▸ **EXERCISE REQUIREMENTS**: Please reproduce the listing below with every "straight edges" swapped for "straight segments" and everything else left as it is.

▸ **RECORDS FOR THIS EXERCISE**:
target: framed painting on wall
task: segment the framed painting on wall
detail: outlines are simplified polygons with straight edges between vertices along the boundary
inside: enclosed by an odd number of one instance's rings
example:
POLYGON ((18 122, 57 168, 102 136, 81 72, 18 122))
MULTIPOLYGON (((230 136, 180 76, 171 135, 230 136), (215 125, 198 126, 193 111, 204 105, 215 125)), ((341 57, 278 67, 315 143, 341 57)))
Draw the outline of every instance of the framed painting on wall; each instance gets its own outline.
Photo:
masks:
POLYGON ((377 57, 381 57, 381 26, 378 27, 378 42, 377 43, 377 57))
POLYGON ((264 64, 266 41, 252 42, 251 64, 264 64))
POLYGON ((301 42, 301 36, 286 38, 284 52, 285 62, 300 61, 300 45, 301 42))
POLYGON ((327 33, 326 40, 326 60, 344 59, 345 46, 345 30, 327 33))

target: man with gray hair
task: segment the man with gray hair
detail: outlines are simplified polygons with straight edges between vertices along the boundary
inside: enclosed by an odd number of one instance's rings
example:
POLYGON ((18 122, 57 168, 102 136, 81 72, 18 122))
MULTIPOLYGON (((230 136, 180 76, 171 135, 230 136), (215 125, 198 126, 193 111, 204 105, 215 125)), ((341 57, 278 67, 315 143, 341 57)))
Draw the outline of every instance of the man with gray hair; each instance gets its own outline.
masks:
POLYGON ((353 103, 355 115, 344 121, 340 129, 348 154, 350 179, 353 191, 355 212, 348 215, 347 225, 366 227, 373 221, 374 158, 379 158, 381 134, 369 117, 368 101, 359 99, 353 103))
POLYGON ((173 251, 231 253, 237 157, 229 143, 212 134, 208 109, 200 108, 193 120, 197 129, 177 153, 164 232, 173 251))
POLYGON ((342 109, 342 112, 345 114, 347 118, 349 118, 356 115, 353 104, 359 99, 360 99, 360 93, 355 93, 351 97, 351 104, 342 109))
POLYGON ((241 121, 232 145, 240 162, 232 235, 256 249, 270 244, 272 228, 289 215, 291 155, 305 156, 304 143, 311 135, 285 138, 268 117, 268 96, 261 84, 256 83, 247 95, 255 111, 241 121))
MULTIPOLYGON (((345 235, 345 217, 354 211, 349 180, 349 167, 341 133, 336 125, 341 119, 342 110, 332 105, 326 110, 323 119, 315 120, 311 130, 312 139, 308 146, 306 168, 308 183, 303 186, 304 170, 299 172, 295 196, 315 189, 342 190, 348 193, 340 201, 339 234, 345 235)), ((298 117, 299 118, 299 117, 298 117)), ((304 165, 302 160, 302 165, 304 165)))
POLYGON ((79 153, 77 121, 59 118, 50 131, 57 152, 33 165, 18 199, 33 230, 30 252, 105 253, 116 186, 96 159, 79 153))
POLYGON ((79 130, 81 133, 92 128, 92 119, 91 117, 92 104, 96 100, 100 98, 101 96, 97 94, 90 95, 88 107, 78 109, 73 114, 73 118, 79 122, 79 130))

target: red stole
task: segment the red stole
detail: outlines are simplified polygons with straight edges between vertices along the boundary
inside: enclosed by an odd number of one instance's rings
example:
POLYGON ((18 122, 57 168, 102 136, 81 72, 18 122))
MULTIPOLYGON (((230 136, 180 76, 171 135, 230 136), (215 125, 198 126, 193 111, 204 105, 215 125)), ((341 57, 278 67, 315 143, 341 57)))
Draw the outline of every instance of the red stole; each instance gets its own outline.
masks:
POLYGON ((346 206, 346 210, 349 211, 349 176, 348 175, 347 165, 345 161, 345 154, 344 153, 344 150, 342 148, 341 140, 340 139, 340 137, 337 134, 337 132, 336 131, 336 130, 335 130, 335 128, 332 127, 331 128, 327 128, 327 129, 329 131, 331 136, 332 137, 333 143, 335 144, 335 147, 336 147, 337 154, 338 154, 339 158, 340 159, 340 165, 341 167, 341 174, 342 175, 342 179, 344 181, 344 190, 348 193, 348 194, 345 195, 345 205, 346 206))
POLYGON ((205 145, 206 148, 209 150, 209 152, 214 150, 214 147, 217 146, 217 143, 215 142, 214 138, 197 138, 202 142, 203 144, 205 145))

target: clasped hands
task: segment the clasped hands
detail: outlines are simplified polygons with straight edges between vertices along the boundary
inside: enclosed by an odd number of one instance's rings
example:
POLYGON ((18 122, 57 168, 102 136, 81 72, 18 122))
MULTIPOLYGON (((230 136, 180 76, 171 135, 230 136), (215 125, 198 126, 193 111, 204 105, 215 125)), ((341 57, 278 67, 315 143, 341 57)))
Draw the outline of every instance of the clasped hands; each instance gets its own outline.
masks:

▸ **THE REPLY**:
target: framed painting on wall
task: segment the framed painting on wall
detail: outlines are simplified polygons with straight segments between vertices along the boundary
inside: enclosed by an odd number of one instance's rings
example:
POLYGON ((18 122, 57 168, 102 136, 81 72, 18 122))
MULTIPOLYGON (((230 136, 180 76, 171 135, 230 136), (215 125, 198 126, 193 111, 204 105, 215 125)), ((341 57, 278 67, 315 143, 341 57)))
Draw the outline of every instance of the framed painting on wall; each instance gets its own outline.
Photo:
masks:
POLYGON ((377 57, 381 57, 381 26, 378 27, 378 42, 377 43, 377 57))
POLYGON ((264 64, 266 41, 252 42, 251 64, 264 64))
POLYGON ((301 42, 301 36, 286 38, 284 52, 285 62, 300 61, 300 45, 301 42))
POLYGON ((327 33, 326 40, 326 60, 344 59, 345 46, 345 30, 327 33))

target: man with gray hair
task: segment the man with gray hair
detail: outlines are simplified polygons with straight segments between vertices along the boundary
inside: enclosed by an odd number of one instance's rings
example:
POLYGON ((18 122, 57 168, 102 136, 81 72, 18 122))
MULTIPOLYGON (((230 136, 180 76, 171 135, 230 136), (215 125, 198 126, 193 111, 204 105, 215 125)), ((341 57, 278 67, 315 143, 341 57)))
Draw the outline of every instance of the man with gray hair; each instance gets its own outline.
masks:
POLYGON ((353 103, 355 115, 344 121, 340 129, 348 154, 350 179, 353 191, 355 212, 348 215, 347 225, 366 227, 373 221, 374 158, 379 158, 381 134, 369 117, 368 101, 359 99, 353 103))
POLYGON ((173 251, 231 253, 237 157, 229 143, 212 134, 208 109, 200 108, 193 120, 197 129, 177 153, 164 232, 173 251))
POLYGON ((342 109, 342 112, 345 114, 347 118, 349 118, 356 115, 353 104, 359 99, 360 99, 360 93, 355 93, 351 97, 351 104, 342 109))
POLYGON ((241 121, 232 145, 240 162, 232 235, 256 249, 270 244, 272 228, 289 215, 291 155, 305 156, 304 143, 311 135, 285 138, 268 117, 268 96, 261 84, 256 83, 247 95, 255 111, 241 121))
MULTIPOLYGON (((345 235, 345 217, 354 211, 349 180, 349 167, 341 133, 336 125, 341 119, 342 110, 332 105, 326 110, 323 119, 315 120, 311 130, 312 139, 308 146, 306 168, 308 183, 303 186, 304 170, 299 172, 295 196, 315 189, 342 190, 348 193, 340 201, 339 234, 345 235)), ((298 117, 299 118, 299 117, 298 117)), ((304 165, 302 160, 302 165, 304 165)))
POLYGON ((79 153, 77 121, 59 118, 50 131, 57 152, 33 165, 18 199, 33 230, 30 252, 105 253, 116 186, 96 159, 79 153))
POLYGON ((79 130, 81 133, 92 128, 92 119, 91 117, 92 104, 96 100, 100 98, 101 96, 97 94, 90 95, 88 107, 78 109, 73 114, 73 118, 79 122, 79 130))

target: red stole
task: segment the red stole
detail: outlines are simplified polygons with straight segments between vertices along the boundary
inside: enclosed by an odd number of one instance's rings
example:
POLYGON ((18 122, 57 168, 102 136, 81 72, 18 122))
MULTIPOLYGON (((230 136, 180 76, 171 135, 230 136), (215 125, 198 126, 193 111, 204 105, 215 125)), ((341 57, 278 67, 315 143, 341 57)))
Draw the outline of every instance of the red stole; each instance gets its own outline.
masks:
POLYGON ((346 206, 346 210, 349 211, 349 176, 348 175, 347 165, 345 161, 345 154, 344 153, 344 150, 342 148, 341 140, 340 139, 340 137, 337 134, 337 132, 336 131, 336 130, 335 130, 335 128, 332 127, 331 128, 327 128, 327 129, 329 131, 331 136, 332 137, 333 143, 335 144, 335 147, 336 147, 337 154, 338 154, 339 158, 340 159, 340 165, 341 167, 341 174, 342 175, 342 179, 344 181, 344 190, 348 193, 348 194, 345 195, 345 205, 346 206))
POLYGON ((205 145, 206 148, 209 150, 209 152, 214 150, 214 147, 217 146, 217 143, 215 142, 214 138, 197 138, 202 142, 203 144, 205 145))

target: clasped hands
task: segment the clasped hands
detail: outlines are simplified polygons with straight segments between vertices along the boundary
inside: enclosed by an odd number of one instance's rings
example:
POLYGON ((18 122, 57 168, 102 136, 81 72, 18 122))
MULTIPOLYGON (((230 136, 180 76, 171 135, 230 136), (215 125, 198 126, 193 111, 204 105, 215 125)), ((341 57, 278 67, 315 143, 341 57)))
Draw the outline of every instance of the clasped hands; each instance gets its own outline.
masks:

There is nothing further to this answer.